What is wanted is an exact copy of all the entries.

### SUPPLIED RECORDS:
☆ ☆ ☆

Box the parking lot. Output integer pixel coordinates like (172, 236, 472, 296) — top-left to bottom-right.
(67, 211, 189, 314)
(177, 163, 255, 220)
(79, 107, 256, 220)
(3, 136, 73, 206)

☆ ☆ ☆

### PROBLEM SOLUTION:
Box the parking lot. Output integer pixel coordinates like (172, 236, 472, 296) — top-left to bottom-right.
(67, 211, 189, 314)
(177, 163, 255, 220)
(79, 107, 256, 220)
(3, 136, 73, 206)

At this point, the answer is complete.